§ Problem details
Look at the entries below and reproduce them exactly.

Rows from a dataset:
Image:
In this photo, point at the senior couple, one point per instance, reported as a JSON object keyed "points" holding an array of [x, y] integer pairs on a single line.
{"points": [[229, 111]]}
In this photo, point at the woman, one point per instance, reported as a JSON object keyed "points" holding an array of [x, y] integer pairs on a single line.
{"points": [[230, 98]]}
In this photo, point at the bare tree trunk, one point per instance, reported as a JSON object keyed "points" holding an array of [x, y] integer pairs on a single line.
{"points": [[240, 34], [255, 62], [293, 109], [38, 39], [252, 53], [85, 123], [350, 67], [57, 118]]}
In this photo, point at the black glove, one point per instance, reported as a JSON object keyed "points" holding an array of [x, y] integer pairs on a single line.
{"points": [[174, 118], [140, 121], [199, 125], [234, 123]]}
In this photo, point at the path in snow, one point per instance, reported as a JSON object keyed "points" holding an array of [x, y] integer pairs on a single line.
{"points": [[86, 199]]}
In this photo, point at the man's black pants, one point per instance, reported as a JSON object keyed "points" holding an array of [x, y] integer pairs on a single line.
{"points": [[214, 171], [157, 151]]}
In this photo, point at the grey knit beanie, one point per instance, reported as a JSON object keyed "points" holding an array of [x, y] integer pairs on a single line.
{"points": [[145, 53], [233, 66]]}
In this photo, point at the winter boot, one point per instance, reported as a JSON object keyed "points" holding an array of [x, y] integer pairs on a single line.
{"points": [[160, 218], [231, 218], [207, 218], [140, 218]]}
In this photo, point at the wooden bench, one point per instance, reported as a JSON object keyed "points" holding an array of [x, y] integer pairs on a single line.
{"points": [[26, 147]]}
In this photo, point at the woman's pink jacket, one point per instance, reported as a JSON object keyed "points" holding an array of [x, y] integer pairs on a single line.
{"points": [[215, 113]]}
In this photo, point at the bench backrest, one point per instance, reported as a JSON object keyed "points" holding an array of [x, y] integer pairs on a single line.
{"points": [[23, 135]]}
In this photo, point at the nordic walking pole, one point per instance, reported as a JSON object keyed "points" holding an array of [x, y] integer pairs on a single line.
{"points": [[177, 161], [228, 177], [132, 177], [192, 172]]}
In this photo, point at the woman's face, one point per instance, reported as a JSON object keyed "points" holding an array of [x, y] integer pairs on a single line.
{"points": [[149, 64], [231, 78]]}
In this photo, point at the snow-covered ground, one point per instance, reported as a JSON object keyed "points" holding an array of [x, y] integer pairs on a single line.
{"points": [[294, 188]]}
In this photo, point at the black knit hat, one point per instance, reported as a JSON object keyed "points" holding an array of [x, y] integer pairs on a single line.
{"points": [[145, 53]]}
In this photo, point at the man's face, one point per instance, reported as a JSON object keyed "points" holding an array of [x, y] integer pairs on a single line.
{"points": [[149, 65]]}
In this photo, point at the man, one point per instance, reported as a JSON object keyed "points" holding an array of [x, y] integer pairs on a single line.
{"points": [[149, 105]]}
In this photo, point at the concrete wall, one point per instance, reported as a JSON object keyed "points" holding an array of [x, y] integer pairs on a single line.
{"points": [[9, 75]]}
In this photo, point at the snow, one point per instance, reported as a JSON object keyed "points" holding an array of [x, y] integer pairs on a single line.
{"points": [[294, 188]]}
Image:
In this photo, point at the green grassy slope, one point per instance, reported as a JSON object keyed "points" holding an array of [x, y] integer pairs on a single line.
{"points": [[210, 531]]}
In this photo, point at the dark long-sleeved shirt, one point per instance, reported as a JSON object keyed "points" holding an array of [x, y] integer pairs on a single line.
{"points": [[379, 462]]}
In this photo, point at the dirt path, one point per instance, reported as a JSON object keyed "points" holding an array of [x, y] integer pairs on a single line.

§ Response to this exercise
Image:
In this photo, point at the senior couple, one point per instance, reported as a JSON object keyed "points" holding an array of [x, y] integer pairs on a single line.
{"points": [[229, 111]]}
In this photo, point at the woman, one point per instance, reported as a JSON object keyed "points" holding an array of [x, y] integer pairs on a single line.
{"points": [[230, 98]]}
In this photo, point at the bare tree trunk, one point per instance, reported as a JSON object keyed "points" holding an array of [x, y] integer pairs on a single line.
{"points": [[240, 34], [255, 62], [293, 109], [38, 39], [252, 53], [85, 123], [350, 67], [57, 118]]}
In this photo, point at the black glove, one point per instance, reported as a JSON object keyed "points" holding an array of [x, y] integer pairs on a single line.
{"points": [[174, 118], [140, 121], [199, 125], [234, 123]]}
In this photo, point at the path in snow, one point per instance, reported as a JSON object keyed "points" holding an array of [x, y] integer pairs on a single line.
{"points": [[86, 199]]}
In this photo, point at the man's black pants, one point per instance, reported as a JSON object keyed "points" holding an array of [x, y] integer pairs on a single line.
{"points": [[214, 171], [157, 151]]}
In this photo, point at the grey knit beanie, one point per instance, reported as a JSON object keyed "points" holding an array of [x, y] integer pairs on a single line.
{"points": [[145, 53], [233, 66]]}
In this photo, point at the winter boot, one point per instance, reported as a JSON object keyed "points" holding an array of [x, y] integer pairs on a single line.
{"points": [[160, 218], [231, 218], [207, 218], [140, 218]]}
In this photo, point at the wooden bench, one point per instance, reported as a JSON object keyed "points" holding an array of [x, y] integer pairs on a single line.
{"points": [[26, 147]]}
In this photo, point at the woman's pink jacket, one point per instance, reported as a JSON object keyed "points" holding an array of [x, y] integer pairs on a single line.
{"points": [[215, 113]]}
In this photo, point at the bench backrest, one point per instance, reported as a JSON object keyed "points" holding an array of [x, y] integer pairs on a single line.
{"points": [[23, 135]]}
In this photo, point at the nordic walking pole, one point per instance, reported as a JSON object keyed "points" holding an array of [x, y] integer pairs on a single line.
{"points": [[177, 161], [228, 177], [132, 177], [192, 172]]}
In this photo, point at the woman's face, one point per instance, reported as a JSON object keyed "points" holding an array of [x, y] integer pairs on a single line.
{"points": [[149, 64], [231, 78]]}
In this photo, point at the snow-covered ground, one point per instance, reported as a JSON object keyed "points" holding an array of [x, y] integer pairs on a single line.
{"points": [[294, 188]]}
In this photo, point at the black knit hat, one point per instance, reported as a JSON object keyed "points" holding an array of [x, y] integer pairs on a single line.
{"points": [[145, 53]]}
In this photo, point at the man's face, one point per instance, reported as a JSON object keyed "points" holding an array of [x, y] integer pairs on a single line.
{"points": [[149, 65]]}
In this photo, point at the man, one point per instance, reported as a JSON object keyed "points" holding an array of [x, y] integer pairs on a single line.
{"points": [[149, 105]]}
In this photo, point at the concrete wall, one point per instance, reported as a JSON object keyed "points" holding an array of [x, y] integer pairs on a single line.
{"points": [[9, 75]]}
In this photo, point at the snow, one point per instance, reported as a JSON object keyed "points" holding an array of [x, y] integer pairs on a single line.
{"points": [[294, 188]]}
Image:
In this photo, point at the green grassy slope, one point per instance, reported as a JSON object keyed "points" holding an array of [x, y] integer pairs on a single line.
{"points": [[210, 531]]}
In this photo, point at the dark long-sleeved shirt, one point per instance, reported as a JSON object keyed "points" holding an array of [x, y] integer pairs on a single line.
{"points": [[379, 462]]}
In this photo, point at the dirt path, one point per instance, reported as a JSON object keyed "points" holding an array of [x, y] integer pairs on a single line.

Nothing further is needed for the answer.